- TASK INSTRUCTIONS
**A.** In the campaign finance passage below, how much money did state Sen. William Ligon have on hand at the close of the first half of 2019?
**B.** Continue the passage below about Georgia campaign contributions from where it stops.

- GIVEN PASSAGE
• • •

Jones sent campaign contributions to Secretary of State Brad Raffensburger ($3,900), Republican Leadership for Georgia ($300), the Georgia Republican Party ($1,000), state Rep. James Burchett ($200) and Franklin Patten ($200). Burchett and Patten, both Republicans, faced off March 12 to fill the vacancy in House District 176. Jones also gave $250 to Jump’s reelection effort.

State Senate District 3

State Sen. William Ligon, R-White Oak, closed out the first half of 2019 with $41,432.91 on hand.

Notable contributions, between the year-end, January and June reports, include those from Altria Client Services ($500), the Civil Justice PAC ($1,000), Georgia Oilmen’s Association ($250), JP Morgan Chase & Co. PAC ($500), state Sen. Greg Kirk ($150) and Troutman Sanders LLP ($750).

• • •

- RECORDS SHOWN
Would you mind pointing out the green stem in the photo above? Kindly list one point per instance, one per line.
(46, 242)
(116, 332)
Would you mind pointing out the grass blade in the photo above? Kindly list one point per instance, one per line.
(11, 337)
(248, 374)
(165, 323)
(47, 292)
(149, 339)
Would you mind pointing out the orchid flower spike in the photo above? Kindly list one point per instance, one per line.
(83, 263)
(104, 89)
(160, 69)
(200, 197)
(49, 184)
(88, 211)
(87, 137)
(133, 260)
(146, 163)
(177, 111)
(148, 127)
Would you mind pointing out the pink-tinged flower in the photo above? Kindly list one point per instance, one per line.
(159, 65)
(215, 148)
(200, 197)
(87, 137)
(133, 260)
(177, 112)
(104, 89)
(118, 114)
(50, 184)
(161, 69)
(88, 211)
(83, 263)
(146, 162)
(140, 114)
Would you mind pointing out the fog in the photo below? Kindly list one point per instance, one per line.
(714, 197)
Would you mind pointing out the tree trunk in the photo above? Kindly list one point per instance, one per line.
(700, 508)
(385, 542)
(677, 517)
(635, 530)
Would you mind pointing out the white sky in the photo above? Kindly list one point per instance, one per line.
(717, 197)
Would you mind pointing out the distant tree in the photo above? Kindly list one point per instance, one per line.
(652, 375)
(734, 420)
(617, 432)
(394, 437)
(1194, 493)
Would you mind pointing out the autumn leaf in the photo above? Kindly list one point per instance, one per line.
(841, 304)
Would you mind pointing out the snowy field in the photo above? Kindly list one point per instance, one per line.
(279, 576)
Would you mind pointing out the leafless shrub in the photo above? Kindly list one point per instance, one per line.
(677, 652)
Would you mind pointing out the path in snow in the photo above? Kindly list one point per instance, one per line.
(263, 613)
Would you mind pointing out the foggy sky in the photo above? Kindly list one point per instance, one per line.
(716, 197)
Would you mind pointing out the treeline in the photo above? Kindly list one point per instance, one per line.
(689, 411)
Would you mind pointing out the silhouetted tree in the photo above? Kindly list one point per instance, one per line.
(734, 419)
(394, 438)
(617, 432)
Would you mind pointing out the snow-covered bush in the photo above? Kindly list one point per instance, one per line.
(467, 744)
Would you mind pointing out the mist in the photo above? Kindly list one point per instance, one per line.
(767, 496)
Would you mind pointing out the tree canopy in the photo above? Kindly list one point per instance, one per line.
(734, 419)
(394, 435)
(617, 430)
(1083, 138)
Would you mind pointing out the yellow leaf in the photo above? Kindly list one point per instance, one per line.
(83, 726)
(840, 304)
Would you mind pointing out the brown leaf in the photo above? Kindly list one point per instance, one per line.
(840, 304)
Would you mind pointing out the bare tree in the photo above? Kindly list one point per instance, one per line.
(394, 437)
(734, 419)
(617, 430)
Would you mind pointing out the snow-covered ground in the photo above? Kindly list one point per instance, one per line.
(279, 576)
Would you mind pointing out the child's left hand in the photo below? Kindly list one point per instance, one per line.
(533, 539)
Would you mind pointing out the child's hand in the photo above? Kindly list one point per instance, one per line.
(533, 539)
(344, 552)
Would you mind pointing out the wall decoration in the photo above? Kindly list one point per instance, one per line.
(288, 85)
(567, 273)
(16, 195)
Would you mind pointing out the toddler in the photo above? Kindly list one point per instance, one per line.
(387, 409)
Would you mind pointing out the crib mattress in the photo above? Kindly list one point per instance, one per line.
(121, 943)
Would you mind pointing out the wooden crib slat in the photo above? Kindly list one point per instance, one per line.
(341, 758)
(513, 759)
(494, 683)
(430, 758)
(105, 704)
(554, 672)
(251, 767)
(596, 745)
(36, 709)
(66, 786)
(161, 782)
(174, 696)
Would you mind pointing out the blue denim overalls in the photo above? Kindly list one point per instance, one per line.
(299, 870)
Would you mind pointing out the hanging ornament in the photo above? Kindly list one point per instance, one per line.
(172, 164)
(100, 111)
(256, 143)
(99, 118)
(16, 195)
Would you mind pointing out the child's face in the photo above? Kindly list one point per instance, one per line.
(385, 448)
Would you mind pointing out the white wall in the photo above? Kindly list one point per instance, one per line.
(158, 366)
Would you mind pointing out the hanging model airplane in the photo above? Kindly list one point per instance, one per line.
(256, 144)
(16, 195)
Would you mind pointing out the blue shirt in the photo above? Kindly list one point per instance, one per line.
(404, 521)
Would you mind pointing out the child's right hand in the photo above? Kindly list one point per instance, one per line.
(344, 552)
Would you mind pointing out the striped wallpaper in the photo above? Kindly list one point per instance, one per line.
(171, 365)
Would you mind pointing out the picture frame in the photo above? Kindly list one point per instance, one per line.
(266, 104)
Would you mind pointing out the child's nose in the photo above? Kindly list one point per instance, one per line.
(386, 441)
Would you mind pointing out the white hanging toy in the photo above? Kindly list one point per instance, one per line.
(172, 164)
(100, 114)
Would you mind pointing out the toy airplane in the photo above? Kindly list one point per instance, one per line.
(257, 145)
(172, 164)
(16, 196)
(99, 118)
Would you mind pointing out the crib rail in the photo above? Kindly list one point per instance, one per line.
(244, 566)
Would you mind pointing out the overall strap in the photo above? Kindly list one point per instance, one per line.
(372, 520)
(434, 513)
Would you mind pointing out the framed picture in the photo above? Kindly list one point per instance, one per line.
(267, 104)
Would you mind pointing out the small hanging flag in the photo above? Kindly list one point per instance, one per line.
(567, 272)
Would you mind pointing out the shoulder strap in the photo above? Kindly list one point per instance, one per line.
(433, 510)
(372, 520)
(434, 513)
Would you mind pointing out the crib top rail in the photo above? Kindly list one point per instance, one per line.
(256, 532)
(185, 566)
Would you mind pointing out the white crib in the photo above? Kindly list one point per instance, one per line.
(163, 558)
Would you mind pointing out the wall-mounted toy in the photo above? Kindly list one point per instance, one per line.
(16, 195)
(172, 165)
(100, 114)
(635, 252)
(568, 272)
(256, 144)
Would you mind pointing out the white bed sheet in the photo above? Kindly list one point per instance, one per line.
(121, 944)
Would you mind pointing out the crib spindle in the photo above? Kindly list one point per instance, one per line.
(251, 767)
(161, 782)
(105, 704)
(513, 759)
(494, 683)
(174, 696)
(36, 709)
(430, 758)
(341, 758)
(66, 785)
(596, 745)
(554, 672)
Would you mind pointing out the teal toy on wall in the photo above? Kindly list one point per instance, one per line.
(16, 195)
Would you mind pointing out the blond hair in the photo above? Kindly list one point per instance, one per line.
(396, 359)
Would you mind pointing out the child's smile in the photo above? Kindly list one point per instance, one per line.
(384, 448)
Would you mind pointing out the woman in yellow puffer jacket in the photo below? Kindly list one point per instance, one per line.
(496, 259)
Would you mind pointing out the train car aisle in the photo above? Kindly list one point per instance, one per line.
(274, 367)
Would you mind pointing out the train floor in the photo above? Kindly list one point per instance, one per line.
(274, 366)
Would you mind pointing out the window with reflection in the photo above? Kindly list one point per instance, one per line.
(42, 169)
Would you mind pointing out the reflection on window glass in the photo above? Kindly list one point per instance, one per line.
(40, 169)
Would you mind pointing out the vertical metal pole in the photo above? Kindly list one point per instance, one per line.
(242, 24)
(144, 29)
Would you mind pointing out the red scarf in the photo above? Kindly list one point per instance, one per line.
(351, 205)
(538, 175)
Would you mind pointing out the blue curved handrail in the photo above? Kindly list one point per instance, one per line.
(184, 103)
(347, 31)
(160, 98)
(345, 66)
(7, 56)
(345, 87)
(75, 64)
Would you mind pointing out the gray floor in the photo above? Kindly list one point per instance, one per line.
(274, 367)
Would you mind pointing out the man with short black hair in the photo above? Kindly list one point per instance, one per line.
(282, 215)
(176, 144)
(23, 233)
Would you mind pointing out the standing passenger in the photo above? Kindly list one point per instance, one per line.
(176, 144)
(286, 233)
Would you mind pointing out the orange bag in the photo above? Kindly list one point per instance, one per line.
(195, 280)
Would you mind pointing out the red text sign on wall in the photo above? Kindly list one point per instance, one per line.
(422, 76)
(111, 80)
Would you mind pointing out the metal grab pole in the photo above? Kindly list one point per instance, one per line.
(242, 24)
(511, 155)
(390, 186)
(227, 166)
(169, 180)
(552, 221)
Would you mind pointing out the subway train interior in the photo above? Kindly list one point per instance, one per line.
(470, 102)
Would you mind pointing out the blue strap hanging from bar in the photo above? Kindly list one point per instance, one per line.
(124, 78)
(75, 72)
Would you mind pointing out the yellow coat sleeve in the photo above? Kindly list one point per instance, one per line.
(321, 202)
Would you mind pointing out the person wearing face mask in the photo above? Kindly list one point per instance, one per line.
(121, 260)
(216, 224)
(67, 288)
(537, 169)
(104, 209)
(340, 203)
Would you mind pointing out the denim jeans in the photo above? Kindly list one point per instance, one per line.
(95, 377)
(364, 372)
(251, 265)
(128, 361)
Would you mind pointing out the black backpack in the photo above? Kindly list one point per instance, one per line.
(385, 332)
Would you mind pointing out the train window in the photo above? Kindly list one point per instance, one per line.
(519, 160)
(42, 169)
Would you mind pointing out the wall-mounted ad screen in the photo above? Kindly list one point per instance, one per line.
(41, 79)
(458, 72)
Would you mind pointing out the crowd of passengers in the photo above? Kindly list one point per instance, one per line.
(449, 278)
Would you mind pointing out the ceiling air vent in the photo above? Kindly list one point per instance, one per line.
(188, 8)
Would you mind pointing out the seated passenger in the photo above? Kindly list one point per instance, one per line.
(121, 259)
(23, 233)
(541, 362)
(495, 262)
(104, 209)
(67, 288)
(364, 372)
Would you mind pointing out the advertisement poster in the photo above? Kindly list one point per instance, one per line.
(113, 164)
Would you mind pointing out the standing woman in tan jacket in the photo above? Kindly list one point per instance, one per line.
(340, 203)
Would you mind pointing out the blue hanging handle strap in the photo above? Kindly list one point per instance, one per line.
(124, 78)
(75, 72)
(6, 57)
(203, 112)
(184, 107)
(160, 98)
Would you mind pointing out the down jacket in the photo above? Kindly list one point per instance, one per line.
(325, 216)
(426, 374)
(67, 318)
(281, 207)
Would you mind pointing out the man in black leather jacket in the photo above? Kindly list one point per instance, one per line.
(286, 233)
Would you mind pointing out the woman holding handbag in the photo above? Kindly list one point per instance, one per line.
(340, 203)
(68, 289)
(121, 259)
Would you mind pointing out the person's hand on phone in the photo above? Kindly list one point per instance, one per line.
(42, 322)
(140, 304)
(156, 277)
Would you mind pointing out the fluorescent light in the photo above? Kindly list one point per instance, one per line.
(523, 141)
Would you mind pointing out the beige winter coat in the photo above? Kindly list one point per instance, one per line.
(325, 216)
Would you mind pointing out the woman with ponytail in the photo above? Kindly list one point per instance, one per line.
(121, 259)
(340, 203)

• • •

- ANSWERS TO THE PROBLEMS
**A.** $41,432.91

**B.**
Expenditures of note include $6,380.40 to Faulkenberry Certain for ads, $2,000 to Gov. Brian Kemp’s campaign, $550 to the State YMCA of Georgia and $1,000 to the Jump campaign.

The Ligon campaign also provided the $300 and $200 prizes to the winner and second-place finisher of the National Day of Prayer essay contest.